Within the entries below, find the portion that opens with the line containing "An <instance> block" and closes with the line containing "positive clicks: (199, 254)". Retype that portion exactly and only.

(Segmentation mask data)
Content starts

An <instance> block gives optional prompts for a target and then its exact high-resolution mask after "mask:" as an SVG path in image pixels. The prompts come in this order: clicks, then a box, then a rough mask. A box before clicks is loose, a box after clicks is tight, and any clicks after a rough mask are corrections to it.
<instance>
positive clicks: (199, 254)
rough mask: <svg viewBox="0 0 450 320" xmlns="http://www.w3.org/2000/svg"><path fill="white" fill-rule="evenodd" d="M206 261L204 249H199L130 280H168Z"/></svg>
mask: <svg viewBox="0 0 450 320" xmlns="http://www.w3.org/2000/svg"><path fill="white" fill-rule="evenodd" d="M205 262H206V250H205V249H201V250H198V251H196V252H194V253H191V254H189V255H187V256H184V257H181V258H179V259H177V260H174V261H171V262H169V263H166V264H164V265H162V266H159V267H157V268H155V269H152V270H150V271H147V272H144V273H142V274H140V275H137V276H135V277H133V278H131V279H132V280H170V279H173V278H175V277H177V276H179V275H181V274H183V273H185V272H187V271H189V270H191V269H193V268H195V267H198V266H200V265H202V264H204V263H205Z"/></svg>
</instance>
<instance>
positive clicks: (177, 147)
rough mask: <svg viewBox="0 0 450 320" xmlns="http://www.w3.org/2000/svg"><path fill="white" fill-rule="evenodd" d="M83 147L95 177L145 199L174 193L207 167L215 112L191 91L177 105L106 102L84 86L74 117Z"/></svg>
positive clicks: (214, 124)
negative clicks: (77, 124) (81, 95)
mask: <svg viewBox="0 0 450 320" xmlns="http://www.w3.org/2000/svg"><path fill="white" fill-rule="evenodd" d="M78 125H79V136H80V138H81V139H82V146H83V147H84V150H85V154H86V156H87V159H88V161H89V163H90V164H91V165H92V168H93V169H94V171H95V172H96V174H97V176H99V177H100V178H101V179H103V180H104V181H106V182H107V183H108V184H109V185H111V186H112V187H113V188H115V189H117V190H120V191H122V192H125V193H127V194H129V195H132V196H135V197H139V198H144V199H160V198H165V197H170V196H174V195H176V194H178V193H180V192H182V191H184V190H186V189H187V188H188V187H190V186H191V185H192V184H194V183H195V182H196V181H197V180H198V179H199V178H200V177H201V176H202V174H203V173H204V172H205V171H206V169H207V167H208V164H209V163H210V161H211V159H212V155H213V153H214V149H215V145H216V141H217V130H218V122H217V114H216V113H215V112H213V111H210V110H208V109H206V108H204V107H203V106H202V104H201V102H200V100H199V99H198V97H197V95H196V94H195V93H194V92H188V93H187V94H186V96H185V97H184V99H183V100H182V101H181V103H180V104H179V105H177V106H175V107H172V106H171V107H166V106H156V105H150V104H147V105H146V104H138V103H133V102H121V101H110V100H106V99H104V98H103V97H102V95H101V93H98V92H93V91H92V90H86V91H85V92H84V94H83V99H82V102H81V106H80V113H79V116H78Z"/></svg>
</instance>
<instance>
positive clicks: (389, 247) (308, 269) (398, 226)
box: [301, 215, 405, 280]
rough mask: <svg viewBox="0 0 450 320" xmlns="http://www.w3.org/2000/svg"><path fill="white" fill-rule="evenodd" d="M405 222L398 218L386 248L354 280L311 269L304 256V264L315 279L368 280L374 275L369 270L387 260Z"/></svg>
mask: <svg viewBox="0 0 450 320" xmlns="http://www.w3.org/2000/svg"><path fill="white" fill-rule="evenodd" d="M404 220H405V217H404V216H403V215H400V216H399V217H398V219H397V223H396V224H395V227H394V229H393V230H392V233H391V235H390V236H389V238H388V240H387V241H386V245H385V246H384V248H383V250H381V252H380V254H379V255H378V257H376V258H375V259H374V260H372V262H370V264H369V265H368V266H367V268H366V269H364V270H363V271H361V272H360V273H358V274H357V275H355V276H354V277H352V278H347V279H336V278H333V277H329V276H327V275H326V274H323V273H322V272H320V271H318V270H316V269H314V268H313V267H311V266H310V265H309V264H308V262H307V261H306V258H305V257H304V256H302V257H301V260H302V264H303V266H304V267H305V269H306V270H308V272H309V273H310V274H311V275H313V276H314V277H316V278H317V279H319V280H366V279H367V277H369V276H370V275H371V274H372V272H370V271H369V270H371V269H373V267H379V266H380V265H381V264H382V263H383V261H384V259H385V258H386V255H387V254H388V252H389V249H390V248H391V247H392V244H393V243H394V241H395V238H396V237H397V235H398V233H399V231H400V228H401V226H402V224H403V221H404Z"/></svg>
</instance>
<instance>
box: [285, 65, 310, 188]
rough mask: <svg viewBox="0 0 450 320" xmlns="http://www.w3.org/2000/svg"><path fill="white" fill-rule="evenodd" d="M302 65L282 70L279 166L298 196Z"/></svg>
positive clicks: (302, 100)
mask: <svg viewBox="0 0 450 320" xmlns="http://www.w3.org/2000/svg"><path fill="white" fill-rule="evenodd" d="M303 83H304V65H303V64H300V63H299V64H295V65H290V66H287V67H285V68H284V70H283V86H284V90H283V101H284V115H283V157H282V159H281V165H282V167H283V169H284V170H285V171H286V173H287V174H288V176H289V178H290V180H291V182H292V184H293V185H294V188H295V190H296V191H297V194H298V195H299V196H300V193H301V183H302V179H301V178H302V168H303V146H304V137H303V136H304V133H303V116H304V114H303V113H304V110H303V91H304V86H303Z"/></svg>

Content ends
Content starts

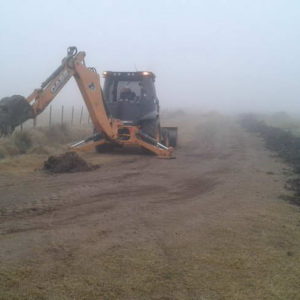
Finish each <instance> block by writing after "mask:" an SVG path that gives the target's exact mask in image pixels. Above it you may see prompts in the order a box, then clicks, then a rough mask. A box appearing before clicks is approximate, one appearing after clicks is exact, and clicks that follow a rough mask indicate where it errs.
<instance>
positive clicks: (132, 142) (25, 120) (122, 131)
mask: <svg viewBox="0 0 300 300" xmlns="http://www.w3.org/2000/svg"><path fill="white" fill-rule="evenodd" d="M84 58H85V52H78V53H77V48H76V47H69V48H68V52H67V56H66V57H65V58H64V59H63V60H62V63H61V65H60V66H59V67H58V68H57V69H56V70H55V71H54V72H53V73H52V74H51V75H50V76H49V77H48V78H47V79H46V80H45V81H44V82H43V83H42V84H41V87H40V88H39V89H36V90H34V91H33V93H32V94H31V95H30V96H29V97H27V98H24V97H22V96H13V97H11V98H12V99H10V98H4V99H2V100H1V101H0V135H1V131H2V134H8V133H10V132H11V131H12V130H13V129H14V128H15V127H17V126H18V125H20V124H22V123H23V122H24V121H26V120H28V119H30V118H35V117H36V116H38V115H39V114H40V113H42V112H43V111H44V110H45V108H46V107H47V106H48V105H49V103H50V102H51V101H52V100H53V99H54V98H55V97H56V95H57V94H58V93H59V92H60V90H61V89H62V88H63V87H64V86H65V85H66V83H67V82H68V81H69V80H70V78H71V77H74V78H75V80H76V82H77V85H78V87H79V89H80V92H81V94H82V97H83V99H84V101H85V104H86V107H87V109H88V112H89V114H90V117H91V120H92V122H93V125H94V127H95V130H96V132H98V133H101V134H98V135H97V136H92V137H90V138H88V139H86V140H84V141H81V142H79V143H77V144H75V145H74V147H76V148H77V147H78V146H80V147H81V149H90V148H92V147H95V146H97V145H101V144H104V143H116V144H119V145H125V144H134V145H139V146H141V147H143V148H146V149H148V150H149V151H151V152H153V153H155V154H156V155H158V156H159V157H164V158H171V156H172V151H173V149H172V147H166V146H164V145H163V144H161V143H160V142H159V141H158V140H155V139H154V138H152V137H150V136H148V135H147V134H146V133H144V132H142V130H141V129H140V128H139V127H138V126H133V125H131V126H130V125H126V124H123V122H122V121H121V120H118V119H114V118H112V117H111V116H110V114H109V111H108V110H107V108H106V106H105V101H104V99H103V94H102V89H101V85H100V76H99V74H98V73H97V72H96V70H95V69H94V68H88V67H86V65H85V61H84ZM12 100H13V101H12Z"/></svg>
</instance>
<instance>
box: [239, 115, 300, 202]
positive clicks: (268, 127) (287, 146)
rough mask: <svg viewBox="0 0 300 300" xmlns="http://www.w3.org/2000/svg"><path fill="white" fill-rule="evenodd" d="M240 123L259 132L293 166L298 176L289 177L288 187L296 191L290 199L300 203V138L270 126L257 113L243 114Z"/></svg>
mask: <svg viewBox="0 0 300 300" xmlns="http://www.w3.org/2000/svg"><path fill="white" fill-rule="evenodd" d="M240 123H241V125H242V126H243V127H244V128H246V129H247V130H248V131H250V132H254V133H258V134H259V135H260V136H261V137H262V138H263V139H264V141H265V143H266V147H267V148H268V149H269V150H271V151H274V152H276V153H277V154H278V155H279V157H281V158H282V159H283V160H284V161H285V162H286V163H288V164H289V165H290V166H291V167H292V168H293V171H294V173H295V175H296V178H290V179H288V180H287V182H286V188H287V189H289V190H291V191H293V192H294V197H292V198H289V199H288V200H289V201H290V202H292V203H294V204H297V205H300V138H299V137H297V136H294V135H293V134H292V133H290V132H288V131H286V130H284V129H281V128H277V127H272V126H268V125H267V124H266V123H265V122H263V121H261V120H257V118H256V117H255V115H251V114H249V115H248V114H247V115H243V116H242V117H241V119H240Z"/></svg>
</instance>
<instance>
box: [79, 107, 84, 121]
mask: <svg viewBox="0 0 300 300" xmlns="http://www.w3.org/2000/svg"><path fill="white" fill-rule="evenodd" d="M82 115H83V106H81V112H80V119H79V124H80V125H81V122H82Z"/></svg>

Content ends

▶ **Written solution**
An <instance> block gives optional prompts for a target and then its exact high-resolution mask after "mask:" as an SVG path in image pixels. The prompts come in this order: clicks, then a box, then a rough mask. A box before clicks is loose, a box after clicks is tight, and any clicks after a rough mask are corrections to it.
<instance>
positive clicks: (199, 254)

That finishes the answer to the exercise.